Si le dropshipping est une pratique autorisée, bien que très encadrée, les faits dénoncés ici relève de la publicité mensongère et de pratiques commerciales trompeuses. La DGCCRF explique également sur son site que certaines pratiques déloyales sont prohibées dans le cadre du dropshipping et notamment « la diffusion d’informations fausses ou de nature à induire en erreur en matière d’origine du produit ».
Et ce type de comptes d’acheteurs-revendeurs semblent exister en quantité industrielle : les journalistes de France Info ont mené une enquête suite à ces dénonciations et ont pu constater que plus ils consultaient ce type d’annonces, plus l’algorithme de Vinted les mettait en avant, avec parfois des photos qui sont exactement les mêmes d’un vendeur à un autre.
Phénomène de « blanchiment textile »
Pour la docteure en histoire et spécialiste de l’habillement Audrey Millet, qui a observé le phénomène, « on assiste à un phénomène de blanchiment textile. C’est véritablement une falsification de l’histoire du vêtement, de l’histoire de cette plateforme Vinted et d’un recyclage de la fraude ».

Données
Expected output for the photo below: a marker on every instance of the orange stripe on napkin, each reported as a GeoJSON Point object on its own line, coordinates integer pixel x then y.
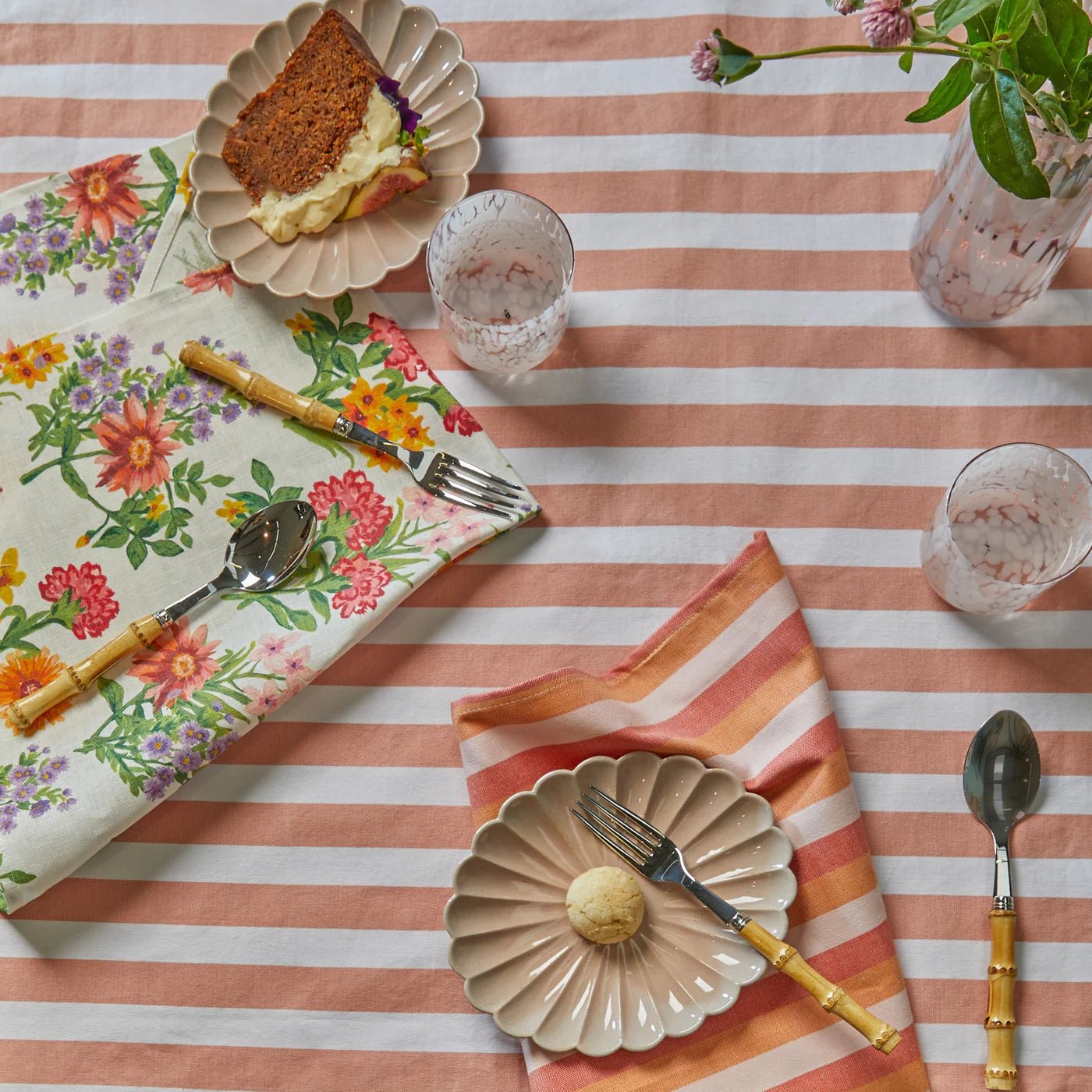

Détails de la tâche
Restituez à l'identique l'extrait du texte sur le dropshipping qui va de « Et ce type de » jusqu'à « à un autre. » inclus.

Réponse rédigée
Et ce type de comptes d’acheteurs-revendeurs semblent exister en quantité industrielle : les journalistes de France Info ont mené une enquête suite à ces dénonciations et ont pu constater que plus ils consultaient ce type d’annonces, plus l’algorithme de Vinted les mettait en avant, avec parfois des photos qui sont exactement les mêmes d’un vendeur à un autre.